# [To be done]
Could you copy the data below line for line and character for character, leaving out the pictures?

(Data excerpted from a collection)
— START —

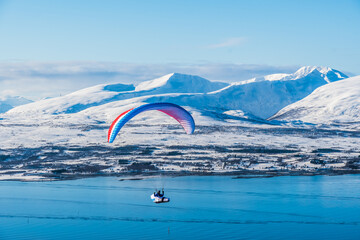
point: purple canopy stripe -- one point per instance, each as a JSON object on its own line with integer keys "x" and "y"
{"x": 173, "y": 110}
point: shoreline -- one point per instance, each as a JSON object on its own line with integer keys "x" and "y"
{"x": 135, "y": 176}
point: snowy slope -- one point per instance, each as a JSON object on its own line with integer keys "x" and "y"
{"x": 334, "y": 102}
{"x": 258, "y": 97}
{"x": 9, "y": 102}
{"x": 102, "y": 94}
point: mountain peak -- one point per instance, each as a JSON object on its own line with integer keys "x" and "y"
{"x": 155, "y": 83}
{"x": 180, "y": 83}
{"x": 329, "y": 74}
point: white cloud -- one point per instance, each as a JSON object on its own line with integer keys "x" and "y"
{"x": 230, "y": 42}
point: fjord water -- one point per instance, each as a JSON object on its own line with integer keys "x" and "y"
{"x": 296, "y": 207}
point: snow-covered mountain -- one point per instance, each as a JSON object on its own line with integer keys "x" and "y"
{"x": 102, "y": 94}
{"x": 337, "y": 102}
{"x": 9, "y": 102}
{"x": 257, "y": 97}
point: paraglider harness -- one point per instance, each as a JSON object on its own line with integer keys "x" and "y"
{"x": 158, "y": 194}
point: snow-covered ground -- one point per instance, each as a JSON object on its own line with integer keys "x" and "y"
{"x": 66, "y": 137}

— END —

# [Written answer]
point: purple canopy stripe -- one point per instance, each as a JSON object on its own line with integer keys "x" and "y"
{"x": 173, "y": 110}
point: shoreline -- one point per instance, each as a JSON object on its own line with integer keys "x" and "y"
{"x": 135, "y": 176}
point: snowy slope -- one point per instance, each as a JSON object on its own line with integer keys "x" and "y"
{"x": 334, "y": 102}
{"x": 258, "y": 97}
{"x": 9, "y": 102}
{"x": 102, "y": 94}
point: mountain peak -- one point per instance, each as a JSON object on its own line with integer keys "x" and "y"
{"x": 155, "y": 83}
{"x": 180, "y": 83}
{"x": 329, "y": 74}
point: white cloud -- one point per instance, each as a JSON object on its own line with integer keys "x" and "y"
{"x": 230, "y": 42}
point: fjord water -- one point per instance, each as a JSON object on its own line with integer keys "x" and "y"
{"x": 296, "y": 207}
point: snow-covered mountain -- one point per instance, each as a JSON object on its own line with integer keys "x" and "y"
{"x": 102, "y": 94}
{"x": 337, "y": 102}
{"x": 9, "y": 102}
{"x": 257, "y": 97}
point: paraglider harness -- one point per instance, each as a JSON object on its own line with integer keys "x" and "y"
{"x": 158, "y": 194}
point: snow-covered ground -- one point per instance, each as a JSON object on its own line with integer keys "x" and "y"
{"x": 66, "y": 137}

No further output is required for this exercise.